— TEXTE À LIRE —
================================
Libye. Le CNT ne doit pas restreindre la liberté d’expression au nom de la protection de la « révolution »

Les autorités libyennes ne doivent pas réprimer la liberté d’expression sous couvert de protection de la révolution du 17 février, a déclaré Amnesty International jeudi 3 mai à la suite de l’adoption d’une loi érigeant en infraction la « glorification » du dirigeant renversé Mouammar Kadhafi.

Mercredi 2 mai, le Conseil national de transition (CNT) au pouvoir a approuvé la « loi n° 37 de 2012 sur la criminalisation de la glorification du dictateur ».

Cette loi prévoit des peines de prison pour la diffusion de fausses rumeurs, de messages de propagande ou d’informations ayant pour but de porter atteinte à la défense nationale, de « terroriser la population » ou d’« affaiblir le moral des citoyens » en temps de guerre. La loi n° 37 de 2012 impose la réclusion à perpétuité si ces actions « nuisent au pays ».

Il y est en outre affirmé que la Libye traverse une situation similaire à un « état de guerre ».

Glorifier « Mouammar Kadhafi, son système politique, ses idées ou ses enfants » est considéré comme un acte de « propagande sensationnaliste » aux termes de ce nouveau texte.

La loi n° 37 de 2012 inclut par ailleurs de vagues dispositions prévoyant une peine d’emprisonnement contre quiconque nuit à la « révolution du 17 février ». La même sanction est appliquée à ceux qui « insultent » l’Islam, l’État et ses institutions, ou « insultent publiquement la population libyenne ». Le texte ne précise pas la durée des peines de prison, mais le Code pénal libyen indique qu’elle serait comprise entre trois et 15 ans.
================================
— DONNÉES DISPONIBLES —
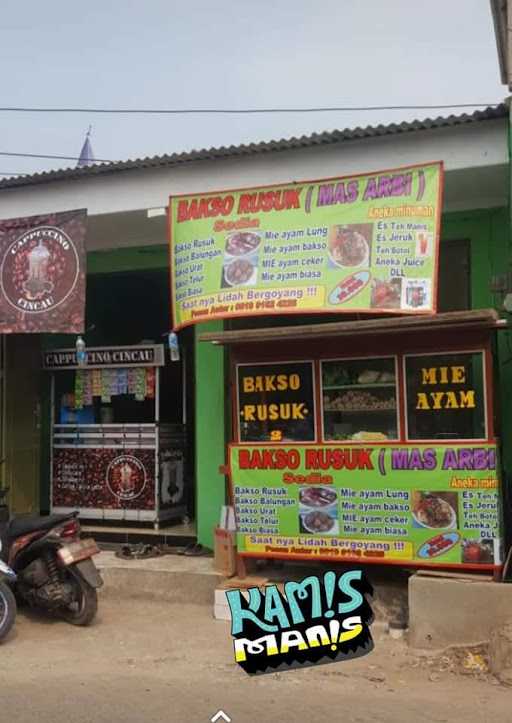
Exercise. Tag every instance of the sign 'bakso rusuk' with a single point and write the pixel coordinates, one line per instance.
================================
— À FAIRE —
1 – Selon le texte sur la Libye, la glorification de quels éléments relève de la « propagande sensationnaliste » ? Énumérez-les tous.
2 – Traduisez en anglais cette phrase du texte sur la Libye : « Il y est en outre affirmé que la Libye traverse une situation similaire à un « état de guerre ». »
3 – Renvoyez sans aucune modification le passage du texte sur la Libye qui va de « Mercredi 2 mai, le » jusqu'à « ce nouveau texte. » inclus.

— RÉPONSES RÉDIGÉES —
1 –
Mouammar Kadhafi
son système politique
ses idées
ses enfants

2 – It further states that Libya is going through a situation similar to a "state of war."

3 –
Mercredi 2 mai, le Conseil national de transition (CNT) au pouvoir a approuvé la « loi n° 37 de 2012 sur la criminalisation de la glorification du dictateur ».

Cette loi prévoit des peines de prison pour la diffusion de fausses rumeurs, de messages de propagande ou d’informations ayant pour but de porter atteinte à la défense nationale, de « terroriser la population » ou d’« affaiblir le moral des citoyens » en temps de guerre. La loi n° 37 de 2012 impose la réclusion à perpétuité si ces actions « nuisent au pays ».

Il y est en outre affirmé que la Libye traverse une situation similaire à un « état de guerre ».

Glorifier « Mouammar Kadhafi, son système politique, ses idées ou ses enfants » est considéré comme un acte de « propagande sensationnaliste » aux termes de ce nouveau texte.